=== How to complete this task ===
Whatever the data contains, copy all of it exactly.
*** Opening Source data ***
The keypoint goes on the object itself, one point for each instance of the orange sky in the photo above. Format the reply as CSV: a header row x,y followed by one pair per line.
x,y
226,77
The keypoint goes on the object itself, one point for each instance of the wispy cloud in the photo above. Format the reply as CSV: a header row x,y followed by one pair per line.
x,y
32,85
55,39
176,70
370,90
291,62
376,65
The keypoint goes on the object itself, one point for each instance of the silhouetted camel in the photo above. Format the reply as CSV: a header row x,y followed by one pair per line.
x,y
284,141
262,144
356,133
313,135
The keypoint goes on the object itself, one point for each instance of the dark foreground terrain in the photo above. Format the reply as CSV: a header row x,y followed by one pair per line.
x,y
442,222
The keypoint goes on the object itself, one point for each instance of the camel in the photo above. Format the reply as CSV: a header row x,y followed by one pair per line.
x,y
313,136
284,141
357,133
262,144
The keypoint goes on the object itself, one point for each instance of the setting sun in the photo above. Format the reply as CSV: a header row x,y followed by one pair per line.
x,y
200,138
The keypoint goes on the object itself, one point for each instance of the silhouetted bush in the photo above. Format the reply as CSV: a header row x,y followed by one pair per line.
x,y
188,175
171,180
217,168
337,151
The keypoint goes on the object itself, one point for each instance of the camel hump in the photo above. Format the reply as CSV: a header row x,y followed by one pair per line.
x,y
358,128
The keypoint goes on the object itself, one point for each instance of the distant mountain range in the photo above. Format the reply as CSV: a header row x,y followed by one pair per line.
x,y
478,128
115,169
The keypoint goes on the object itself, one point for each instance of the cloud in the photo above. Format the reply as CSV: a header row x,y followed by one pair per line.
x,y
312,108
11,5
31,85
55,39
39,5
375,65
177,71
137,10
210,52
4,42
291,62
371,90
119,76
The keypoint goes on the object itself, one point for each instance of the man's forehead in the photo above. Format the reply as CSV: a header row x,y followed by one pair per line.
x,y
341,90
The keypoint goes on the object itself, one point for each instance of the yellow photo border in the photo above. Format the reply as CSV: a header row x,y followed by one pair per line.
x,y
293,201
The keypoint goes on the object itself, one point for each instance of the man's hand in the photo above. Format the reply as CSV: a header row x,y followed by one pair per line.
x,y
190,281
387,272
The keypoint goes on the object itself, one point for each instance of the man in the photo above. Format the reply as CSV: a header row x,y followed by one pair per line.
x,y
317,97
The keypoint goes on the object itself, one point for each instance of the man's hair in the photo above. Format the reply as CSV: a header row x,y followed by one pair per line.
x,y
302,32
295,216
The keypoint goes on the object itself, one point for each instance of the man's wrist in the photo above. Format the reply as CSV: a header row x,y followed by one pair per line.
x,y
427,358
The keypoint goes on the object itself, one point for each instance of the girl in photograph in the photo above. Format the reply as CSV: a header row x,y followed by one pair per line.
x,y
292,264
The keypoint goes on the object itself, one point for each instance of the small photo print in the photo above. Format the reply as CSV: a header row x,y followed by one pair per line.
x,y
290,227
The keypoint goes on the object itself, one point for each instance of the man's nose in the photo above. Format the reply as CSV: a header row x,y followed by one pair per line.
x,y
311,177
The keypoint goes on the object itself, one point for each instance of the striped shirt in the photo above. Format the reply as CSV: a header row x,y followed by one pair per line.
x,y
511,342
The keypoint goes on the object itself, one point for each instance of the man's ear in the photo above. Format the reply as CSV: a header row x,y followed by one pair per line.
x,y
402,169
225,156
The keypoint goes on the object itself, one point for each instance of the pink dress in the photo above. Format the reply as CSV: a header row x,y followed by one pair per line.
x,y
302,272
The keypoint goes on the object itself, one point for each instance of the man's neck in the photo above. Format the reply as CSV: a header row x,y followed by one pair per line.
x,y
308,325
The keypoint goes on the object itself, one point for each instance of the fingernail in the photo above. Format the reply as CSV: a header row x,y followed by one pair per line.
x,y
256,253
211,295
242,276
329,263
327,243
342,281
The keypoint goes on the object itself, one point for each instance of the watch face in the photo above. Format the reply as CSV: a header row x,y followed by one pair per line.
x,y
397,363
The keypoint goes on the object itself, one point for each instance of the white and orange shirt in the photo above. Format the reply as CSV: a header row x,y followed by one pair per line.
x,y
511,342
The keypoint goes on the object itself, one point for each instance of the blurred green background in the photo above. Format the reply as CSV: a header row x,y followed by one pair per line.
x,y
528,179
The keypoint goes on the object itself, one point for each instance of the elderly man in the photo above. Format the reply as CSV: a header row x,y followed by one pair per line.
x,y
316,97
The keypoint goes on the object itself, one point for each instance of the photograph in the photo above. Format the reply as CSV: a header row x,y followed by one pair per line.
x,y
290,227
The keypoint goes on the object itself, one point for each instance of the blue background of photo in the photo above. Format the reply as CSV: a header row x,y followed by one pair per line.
*** Closing Source data ***
=== Exercise solution ===
The keypoint goes on the object itself, one point for each instance of the orange sky in the photo above. Format the reply as CSV: a header row x,y followed by one pair per line.
x,y
226,77
The keypoint goes on the object itself, one point for each instance of the wispy cloud in the photo above. Format the reply as CSV: a header row x,y followed by one pair per line.
x,y
32,85
55,39
176,70
370,90
291,62
376,65
The keypoint goes on the object itself, one point for each instance of the silhouetted camel in the photo above. Format the reply as CSV: a header row x,y followed by one pair per line.
x,y
284,141
262,144
356,133
313,135
The keypoint goes on the object itself, one point for each instance of the dark foreground terrain in the photo above. Format the reply as CSV: a header row x,y followed by one pair per line.
x,y
442,222
The keypoint goes on the object itself, one point for each instance of the camel in the photo above. Format the reply as CSV: a header row x,y followed by one pair per line.
x,y
313,136
284,141
357,133
262,144
The keypoint goes on the object itself, one point for each instance of the setting sun in the photo above. Format the reply as CSV: a header row x,y followed by one pair per line.
x,y
200,138
The keypoint goes on the object itself, one point for each instance of the silhouetted bush in the photo above. Format the reply as CSV: a header row x,y followed by one pair per line.
x,y
188,175
171,180
217,168
337,151
The keypoint goes on the object itself, one point for each instance of the camel hump in the photo above. Format the reply as CSV: a header row x,y followed by one pair per line.
x,y
358,128
The keypoint goes on the object itself, one point for each instance of the distant mountain range in the photo above. Format the reply as CSV: a header row x,y followed by one pair per line.
x,y
478,128
115,169
The keypoint goes on the object itself, one point for each instance of the cloud in the photo above. Format the reply as CSV: a header row x,y followed by one pair per line.
x,y
312,108
11,5
31,85
55,39
39,5
375,65
177,71
137,10
210,52
4,42
291,62
371,90
119,76
The keypoint goes on the object itself, one point for each instance of the man's forehead in the photo above. Format the reply as CSV: a header row x,y followed by one pair per line.
x,y
341,90
The keypoint goes on the object itself, one point for each instance of the yellow photo border in the photo above. Format the reply as CSV: a header row x,y followed by one pair per line.
x,y
293,201
The keypoint goes on the object itself, one point for each instance of the man's hand in the photo above. Format the reply as CSV: a header row x,y followed by one pair per line.
x,y
190,281
387,272
The keypoint goes on the object itself, one point for each instance of the man in the photo above. Format the reply as CSV: a header row x,y followed by one pair per line.
x,y
317,97
The keypoint goes on the object itself, one point for each instance of the man's hair in the photo above. Format the reply as CSV: a header row x,y followed by one pair per line.
x,y
302,32
295,216
The keypoint goes on the object itself, one point for each instance of the man's wrist in the photo above. Format the reply as CSV: a header row x,y followed by one pair per line.
x,y
427,358
The keypoint goes on the object itself, one point for each instance of the girl in photograph in the photo above. Format the reply as CSV: a header row x,y followed by one pair per line.
x,y
292,264
The keypoint goes on the object itself, one point for each instance of the small photo print in the photo above. Format the reply as CSV: a header row x,y followed by one pair per line.
x,y
290,227
The keypoint goes on the object itself, one point for each instance of the man's nose in the photo above. Format the reply as CSV: a header row x,y followed by one pair per line.
x,y
311,177
The keypoint goes on the object itself, one point for each instance of the striped shirt in the photo above. Format the reply as CSV: a header row x,y followed by one pair per line.
x,y
511,342
The keypoint goes on the object itself, one point for each instance of the man's ear in the photo above. Format the reply as CSV: a header row x,y followed by one pair per line.
x,y
402,169
225,156
The keypoint goes on the object itself, one point for each instance of the pink dress in the photo above. Format the reply as CSV: a header row x,y followed by one pair per line.
x,y
302,272
The keypoint goes on the object itself, one point for each instance of the man's neck in the photo above. Format the reply as CSV: a header row x,y followed by one pair per line.
x,y
308,325
The keypoint goes on the object itself, one point for each instance of the fingernail in the photo above. Format the reply as CSV: a header row x,y followed by one pair per line.
x,y
256,253
211,295
242,276
329,263
327,243
342,281
The keypoint goes on the object itself, one point for each instance of the watch face in the photo above. Format the reply as CSV: a header row x,y followed by one pair per line.
x,y
397,363
The keypoint goes on the object itself, one point for each instance of the white and orange shirt in the photo above. Format the reply as CSV: a header row x,y followed by one pair per line.
x,y
511,342
The keypoint goes on the object itself, one point for each instance of the blurred green background in the photo above. Format the reply as CSV: a header row x,y followed by one pair per line.
x,y
528,179
The keypoint goes on the object itself, one point for each instance of the elderly man in the photo above. Format the reply as CSV: a header row x,y followed by one pair per line.
x,y
316,97
The keypoint goes on the object itself, one point for each instance of the photograph in the photo above. Format the reply as CSV: a header row x,y followed by one pair per line.
x,y
290,227
The keypoint goes on the object itself, one point for each instance of the blue background of photo in the photo above. Format the reply as CSV: a header row x,y followed by one pair per line.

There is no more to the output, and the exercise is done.